## TASKS AND EXERCISES
a: In the Jan. 6 article, repeat the text from "Approximately 71% of" up to and including "of Massachusetts Amherst.".
b: Answer these questions using the Jan. 6 article:
(i) How many voting rights bills passed the House?
(ii) Which university ran the December poll on Biden's win?
(iii) Which Trump critic does Sklansky name?

## PASSAGE TO READ
============================================================

While Jan. 6 centered around Trump and an attempt to keep the former president in power, it was also the culmination of years of politicians dispensing lies about widespread voter fraud without evidence and state legislatures eroding voting rights protections — a trend that Schultz said must end in the wake of Jan. 6.

"What justice would be is when we have maybe the 2022, but certainly the 2024, elections, is that all sides [are willing to] walk away saying ‘We fought hard, we lost, and congratulations other side, you won,” Schultz said.

Democrats in Congress have attempted to pass voting rights legislation this year, with three bills passing the House but stalling out in the Senate due to Republican obstructionism.

Senate Democrats vowed to hold a vote this month on changing filibuster rules that, if approved, would push voting rights legislation through the chamber. To protect future elections and preventing another Jan. 6, however, Schultz insisted that the key is bipartisan support for voting rights policies — something that does not currently exist in Congress.

Schultz said voters, no matter their political party, need to have faith in the system, a goal that could be achieved if federal lawmakers compromise on legislation.

"There really has to be something brokered on voting rights and I just don’t know if there are the political forces in place that can bring the two parties together to compromise at this point," Schultz said. "When opposition doesn’t respect the legitimacy of the elections, that’s a significant deterioration of democratic norms and support."

If Congress fails to further protect voting rights from state erosion, Schultz said the dynamics that created the political environment for Jan. 6 will likely continue to exist.

"What we’re going to have is, for at least the next decade if we don’t pass legislation, a just continued stalemate where Congress grinds to a halt, we can’t make the kind of reforms we need to make, where one side always feels alienated," Schultz said.

The 71%

One year after Trump supporters stormed the Capitol, that alienation runs deep, and how Americans view the Jan. 6 attack differs greatly depending on political party affiliation.

Approximately 71% of Republicans and one-third of Americans believe Biden's win was definitely or likely illegitimate, according to a December poll by the University of Massachusetts Amherst.

These diametrically opposed perceptions of the event in turn forecast distrust over any policies or prosecutions in the wake of Jan. 6. Tatishe Nteta, professor of political science at Amherst and director of the poll, called it a question without a good answer.

"If you look back on the history of the nation, we have come back from much more violent divides, much more impactful divides to a place of, you know, relative peace and stability within the borders of the nation. If you look at social psychology, the thing we're going to need to focus on are things that bring us together," Nteta said. "The question moving forward is whether or not we can get to a point or a place in which the divide is not as extensive is not as intense and it does not really define who we are as a country."

Sklansky doesn't see Jan. 6 as the event that will spark a political reckoning and bridging of the partisan divide, noting the GOP's continued embrace of Trump and repudiation of his critics, including Congresswoman Cheney.

"I think there were signs it appeared to be happening in the immediate aftermath of Jan. 6, but the Republican Party largely made a choice," Sklansky said.

============================================================

## DATA
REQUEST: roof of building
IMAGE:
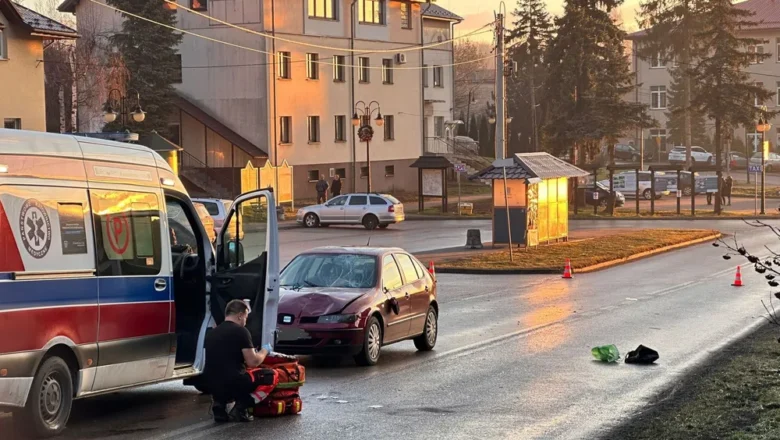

============================================================

## CORRECT ANSWERS
a:
Approximately 71% of Republicans and one-third of Americans believe Biden's win was definitely or likely illegitimate, according to a December poll by the University of Massachusetts Amherst.

b:
(i) Three
(ii) The University of Massachusetts Amherst
(iii) Congresswoman Cheney